**Description of the task:** Report how many lines in the items below contain the string "covered". Respond with the number alone.

**Information shown:**
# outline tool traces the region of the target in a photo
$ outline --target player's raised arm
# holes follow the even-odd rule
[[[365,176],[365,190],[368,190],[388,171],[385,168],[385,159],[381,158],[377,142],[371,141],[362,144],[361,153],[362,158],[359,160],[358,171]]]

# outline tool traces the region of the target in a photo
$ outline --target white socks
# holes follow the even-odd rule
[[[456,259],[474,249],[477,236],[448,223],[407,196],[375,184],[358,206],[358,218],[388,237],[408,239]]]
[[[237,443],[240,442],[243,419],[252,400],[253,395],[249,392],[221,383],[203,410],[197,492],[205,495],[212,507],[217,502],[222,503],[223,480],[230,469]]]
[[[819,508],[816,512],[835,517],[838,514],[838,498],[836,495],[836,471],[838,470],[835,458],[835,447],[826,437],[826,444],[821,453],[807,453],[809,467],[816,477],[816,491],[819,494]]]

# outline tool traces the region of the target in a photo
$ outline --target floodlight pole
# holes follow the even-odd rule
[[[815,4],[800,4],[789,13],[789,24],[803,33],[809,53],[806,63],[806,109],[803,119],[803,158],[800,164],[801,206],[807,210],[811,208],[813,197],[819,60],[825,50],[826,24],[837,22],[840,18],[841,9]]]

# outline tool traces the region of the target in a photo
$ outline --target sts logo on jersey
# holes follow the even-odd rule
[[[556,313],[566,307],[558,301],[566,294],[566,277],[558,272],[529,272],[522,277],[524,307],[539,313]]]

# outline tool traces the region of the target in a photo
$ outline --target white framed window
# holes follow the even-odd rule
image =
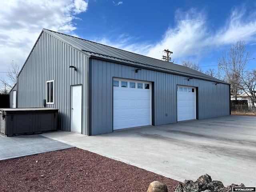
[[[46,81],[46,104],[54,104],[54,81]]]

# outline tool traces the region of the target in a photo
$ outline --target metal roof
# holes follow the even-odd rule
[[[89,57],[228,84],[204,73],[171,62],[152,58],[47,29],[43,29],[42,31],[64,42]]]

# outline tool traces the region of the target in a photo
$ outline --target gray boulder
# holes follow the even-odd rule
[[[159,181],[153,181],[149,184],[147,192],[168,192],[167,186]]]
[[[180,183],[174,188],[174,192],[232,192],[232,187],[244,187],[241,185],[232,184],[225,187],[222,182],[212,181],[211,176],[207,174],[202,175],[195,182],[191,180],[185,180],[182,184]]]

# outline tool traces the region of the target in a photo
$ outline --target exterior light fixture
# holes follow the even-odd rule
[[[141,69],[140,69],[140,68],[136,69],[136,70],[135,70],[135,72],[138,73],[138,71],[141,71]]]
[[[74,66],[70,66],[70,68],[74,68],[75,69],[75,71],[76,71],[76,68]]]

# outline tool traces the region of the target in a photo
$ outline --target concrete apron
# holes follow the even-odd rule
[[[255,125],[256,117],[230,116],[90,136],[61,131],[42,135],[181,182],[207,173],[225,186],[252,187]]]

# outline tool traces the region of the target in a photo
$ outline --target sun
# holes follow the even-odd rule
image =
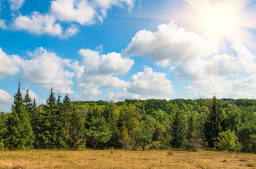
[[[214,4],[212,1],[204,1],[200,7],[194,12],[191,19],[199,25],[204,35],[211,38],[232,37],[237,27],[243,25],[240,20],[240,10],[233,4],[226,2]]]
[[[216,42],[219,46],[231,46],[234,37],[243,37],[250,44],[255,39],[250,29],[256,29],[256,6],[249,0],[176,1],[171,18],[187,31],[197,33],[204,39]],[[250,45],[250,44],[249,44]]]

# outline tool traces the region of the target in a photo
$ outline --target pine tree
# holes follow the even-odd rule
[[[48,99],[46,101],[47,106],[46,112],[48,114],[50,126],[49,131],[50,136],[50,147],[51,149],[61,149],[66,146],[65,142],[63,138],[63,123],[62,118],[60,115],[60,96],[59,94],[58,99],[56,101],[54,92],[51,88],[51,92]]]
[[[172,146],[174,148],[184,146],[186,142],[186,123],[181,111],[177,111],[175,114],[171,131]]]
[[[210,147],[214,147],[219,133],[223,131],[224,113],[218,99],[214,96],[209,106],[208,117],[204,123],[204,135]]]
[[[32,99],[29,95],[29,89],[27,89],[25,91],[25,94],[23,99],[23,104],[24,104],[24,108],[25,110],[27,111],[27,113],[28,114],[29,120],[31,120],[31,113],[32,113],[32,108],[33,108],[33,103]]]
[[[5,137],[6,134],[6,115],[4,112],[0,113],[0,150],[4,148]]]
[[[28,114],[24,108],[21,84],[14,95],[12,112],[7,120],[8,148],[21,149],[32,148],[34,134],[29,121]]]
[[[75,109],[74,105],[72,107],[71,127],[70,127],[70,147],[73,149],[78,149],[79,146],[85,143],[84,132],[85,120],[79,111]]]
[[[71,104],[67,94],[63,99],[62,114],[65,142],[69,148],[78,149],[84,141],[84,119],[80,112],[75,109],[74,104]]]
[[[103,117],[98,116],[91,118],[91,121],[88,123],[89,129],[86,135],[93,145],[93,149],[100,143],[105,143],[111,137],[110,125],[107,123]]]

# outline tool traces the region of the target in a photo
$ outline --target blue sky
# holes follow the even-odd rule
[[[0,111],[37,104],[256,99],[256,1],[3,0]]]

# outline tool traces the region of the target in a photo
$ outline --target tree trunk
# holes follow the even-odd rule
[[[96,143],[94,144],[94,147],[93,147],[94,150],[96,149],[97,144],[98,144],[98,142],[96,142]]]

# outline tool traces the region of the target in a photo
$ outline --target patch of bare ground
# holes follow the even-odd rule
[[[122,150],[0,151],[0,169],[255,168],[255,154],[227,151]]]

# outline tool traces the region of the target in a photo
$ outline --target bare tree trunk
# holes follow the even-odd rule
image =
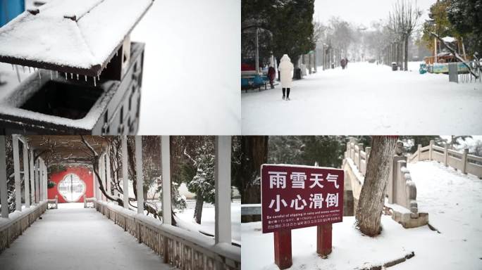
[[[194,216],[196,223],[201,224],[201,217],[202,216],[202,205],[204,202],[202,200],[202,196],[196,195],[196,207],[194,207]]]
[[[373,136],[371,152],[366,165],[366,175],[357,209],[357,225],[370,236],[380,233],[380,219],[387,184],[397,143],[396,136]]]
[[[404,64],[403,65],[403,70],[404,71],[408,70],[408,41],[409,41],[409,36],[405,36],[404,37],[404,41],[405,42],[405,44],[404,46]]]

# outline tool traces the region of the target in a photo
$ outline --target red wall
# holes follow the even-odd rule
[[[89,174],[90,172],[90,174]],[[87,168],[83,167],[73,167],[68,168],[63,172],[56,172],[54,174],[51,174],[49,175],[49,180],[55,182],[56,184],[58,184],[58,182],[62,181],[63,179],[63,177],[66,176],[66,175],[68,174],[77,174],[82,181],[85,183],[85,195],[87,195],[87,198],[92,198],[94,197],[94,181],[92,179],[92,171]],[[57,185],[56,185],[54,187],[51,188],[48,188],[48,194],[49,194],[49,199],[54,199],[55,195],[56,195],[58,196],[58,202],[59,203],[63,203],[63,202],[67,202],[66,200],[63,199],[63,197],[62,197],[61,195],[58,193],[58,190],[57,189]],[[84,198],[83,196],[79,199],[79,200],[77,201],[78,202],[84,202]]]

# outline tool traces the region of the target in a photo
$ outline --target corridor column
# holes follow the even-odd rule
[[[161,166],[162,169],[162,223],[171,225],[171,145],[169,136],[161,137]]]
[[[47,194],[47,186],[49,176],[47,175],[47,165],[45,164],[45,160],[42,160],[42,167],[44,171],[44,200],[47,200],[49,198],[49,195]]]
[[[231,243],[231,137],[218,136],[215,143],[215,241]]]
[[[44,200],[44,169],[42,166],[42,159],[39,158],[39,202]]]
[[[104,189],[106,188],[106,162],[105,162],[105,159],[104,159],[105,156],[106,155],[104,154],[101,154],[101,158],[99,160],[99,162],[100,162],[100,165],[99,165],[99,174],[100,174],[100,176],[101,176],[101,183],[102,183],[102,186],[104,187]],[[102,191],[100,190],[100,185],[99,185],[99,191],[101,192],[101,193],[100,193],[101,194],[101,200],[102,200],[103,201],[105,202],[107,200],[106,195],[104,195]]]
[[[5,136],[0,136],[0,205],[1,217],[8,218],[8,194],[7,193],[6,158],[5,151]]]
[[[25,208],[30,207],[30,181],[29,174],[28,164],[28,149],[27,143],[23,142],[23,184],[25,186]]]
[[[129,176],[128,175],[127,136],[122,136],[122,183],[124,191],[124,208],[129,209]]]
[[[30,190],[32,191],[32,196],[30,196],[30,202],[32,205],[35,203],[35,170],[33,167],[33,149],[30,148],[29,151],[29,155],[30,156]]]
[[[98,176],[96,175],[96,177],[95,177],[95,185],[94,185],[94,186],[95,186],[95,199],[96,199],[97,200],[101,200],[101,198],[102,198],[102,195],[101,195],[101,191],[100,191],[100,189],[99,189],[99,181],[101,181],[101,179],[100,178],[100,177],[101,177],[101,167],[100,167],[100,159],[99,159],[99,162],[97,163],[97,172],[98,172],[99,174],[98,174]]]
[[[22,186],[20,179],[18,135],[12,135],[12,142],[13,144],[13,176],[15,177],[15,210],[22,211]]]
[[[35,167],[34,167],[34,178],[35,179],[35,203],[38,204],[40,202],[40,192],[39,191],[39,160],[35,162]]]
[[[142,176],[142,137],[135,136],[135,175],[137,181],[137,214],[144,214],[144,177]]]

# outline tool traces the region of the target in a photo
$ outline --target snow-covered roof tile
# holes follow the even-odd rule
[[[99,75],[153,1],[49,1],[0,28],[0,61]]]

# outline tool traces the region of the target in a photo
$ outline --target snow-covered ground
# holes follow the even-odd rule
[[[481,134],[482,83],[368,63],[321,70],[295,81],[289,102],[280,86],[242,94],[242,134]]]
[[[140,135],[240,133],[240,4],[154,2],[131,34],[146,44]],[[11,82],[0,87],[0,100],[18,85],[11,65],[3,72]]]
[[[194,210],[196,201],[187,200],[187,207],[183,212],[176,211],[176,215],[180,219],[178,226],[186,229],[202,231],[209,235],[214,235],[214,221],[216,214],[214,205],[204,202],[201,217],[201,224],[194,220]],[[180,221],[178,219],[178,221]],[[241,243],[241,200],[234,200],[231,202],[231,237],[234,242]]]
[[[240,4],[154,1],[131,35],[146,43],[140,134],[240,134]]]
[[[409,166],[417,186],[421,210],[428,212],[427,226],[404,229],[389,216],[376,238],[354,228],[353,217],[333,224],[333,252],[326,259],[316,253],[316,230],[292,231],[293,266],[290,269],[353,269],[380,264],[413,251],[415,257],[393,269],[480,269],[482,266],[482,180],[434,162]],[[262,234],[261,223],[242,224],[243,269],[277,269],[273,234]]]
[[[84,209],[82,203],[59,204],[42,217],[0,255],[0,269],[173,269],[94,209]]]

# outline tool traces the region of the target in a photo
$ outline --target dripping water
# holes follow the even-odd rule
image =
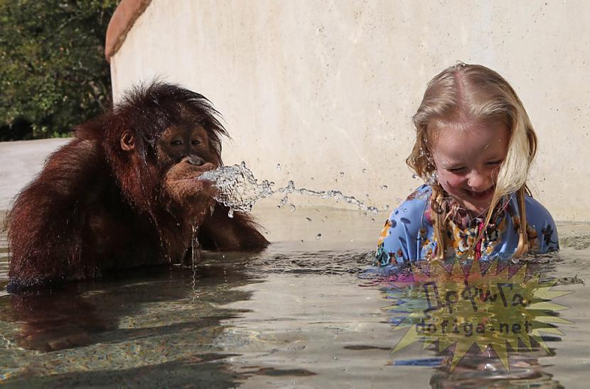
[[[274,182],[267,180],[259,182],[244,162],[240,165],[224,166],[205,172],[198,179],[209,180],[215,182],[218,190],[215,197],[215,200],[230,207],[230,217],[233,216],[235,211],[250,212],[257,201],[277,193],[283,194],[277,208],[281,208],[289,203],[289,194],[296,193],[304,196],[343,201],[368,213],[377,214],[380,211],[377,207],[368,205],[353,196],[347,196],[339,190],[296,188],[293,181],[289,181],[285,187],[274,189]],[[294,210],[293,207],[291,209]]]
[[[192,266],[193,266],[193,302],[195,302],[195,299],[199,298],[198,295],[198,290],[197,290],[197,263],[200,262],[200,246],[199,245],[199,241],[197,239],[197,233],[198,232],[199,227],[198,226],[193,226],[193,234],[191,237],[191,259],[192,260]]]

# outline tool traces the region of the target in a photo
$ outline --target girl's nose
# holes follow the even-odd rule
[[[490,177],[478,171],[471,172],[467,177],[467,185],[471,190],[476,192],[481,192],[489,189],[490,184]]]

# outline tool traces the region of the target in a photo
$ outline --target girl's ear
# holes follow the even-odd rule
[[[125,130],[121,134],[121,148],[125,151],[132,151],[135,150],[135,138],[129,131]]]

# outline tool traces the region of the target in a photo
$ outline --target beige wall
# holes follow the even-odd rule
[[[540,141],[536,197],[590,220],[590,2],[153,0],[111,68],[115,97],[155,76],[207,96],[233,138],[226,164],[382,207],[420,184],[410,118],[458,60],[520,94]]]

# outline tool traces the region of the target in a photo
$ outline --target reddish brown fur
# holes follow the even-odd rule
[[[8,214],[9,288],[181,263],[195,227],[205,249],[266,246],[247,215],[227,217],[210,182],[194,180],[222,165],[220,136],[227,134],[216,114],[203,96],[156,82],[79,126]],[[190,155],[168,155],[158,142],[175,126],[202,128],[206,144]]]

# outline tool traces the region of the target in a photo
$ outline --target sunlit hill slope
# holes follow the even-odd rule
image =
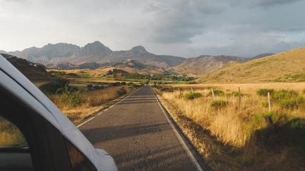
[[[305,82],[305,48],[246,63],[229,62],[199,79],[201,83]]]

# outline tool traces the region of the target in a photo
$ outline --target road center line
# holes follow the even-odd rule
[[[79,124],[79,125],[77,125],[77,126],[76,126],[76,128],[79,128],[79,127],[80,127],[80,126],[83,125],[84,124],[85,124],[85,123],[88,123],[89,121],[90,121],[90,120],[93,120],[94,118],[94,117],[92,117],[92,118],[91,118],[90,119],[89,119],[89,120],[86,120],[85,122],[84,122],[84,123],[82,123]]]
[[[175,127],[174,126],[173,123],[171,123],[171,120],[169,118],[169,116],[167,116],[166,113],[165,113],[164,110],[162,108],[162,105],[160,103],[160,101],[159,100],[159,99],[156,98],[156,95],[154,94],[151,87],[151,92],[154,95],[154,96],[155,97],[156,101],[159,103],[159,105],[160,105],[161,109],[162,110],[163,114],[164,114],[165,118],[166,118],[167,121],[169,123],[169,124],[171,125],[171,128],[173,128],[174,132],[175,133],[176,135],[177,136],[178,139],[179,140],[180,142],[182,144],[182,145],[184,147],[184,150],[186,151],[186,153],[189,155],[189,157],[191,158],[191,161],[193,162],[194,165],[195,166],[196,169],[199,171],[204,171],[204,170],[201,168],[201,167],[199,165],[199,164],[198,163],[197,160],[196,160],[195,157],[194,157],[193,154],[191,154],[191,152],[189,150],[189,147],[187,147],[186,144],[184,142],[184,141],[183,140],[182,138],[180,136],[179,133],[178,133],[178,131],[176,130]]]
[[[135,92],[132,93],[131,94],[130,94],[130,95],[129,95],[126,96],[124,98],[123,98],[123,99],[121,99],[121,100],[119,100],[119,101],[116,102],[116,103],[114,103],[114,105],[111,105],[111,106],[110,106],[109,108],[106,108],[106,109],[104,110],[104,111],[107,111],[109,108],[111,108],[114,107],[115,105],[116,105],[116,104],[118,104],[119,103],[120,103],[120,102],[123,101],[124,100],[126,99],[128,97],[129,97],[130,95],[131,95],[134,94],[136,92],[137,92],[138,90],[139,90],[141,88],[139,88],[139,90],[136,90],[136,91],[135,91]],[[101,115],[101,113],[99,113],[99,114],[97,114],[97,115]],[[79,125],[77,125],[77,126],[76,126],[76,128],[79,128],[80,126],[81,126],[81,125],[83,125],[84,124],[85,124],[85,123],[88,123],[89,121],[91,120],[92,120],[92,119],[94,119],[94,117],[92,117],[92,118],[91,118],[90,119],[89,119],[89,120],[86,120],[85,122],[84,122],[84,123],[82,123],[79,124]]]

**Task response:** 2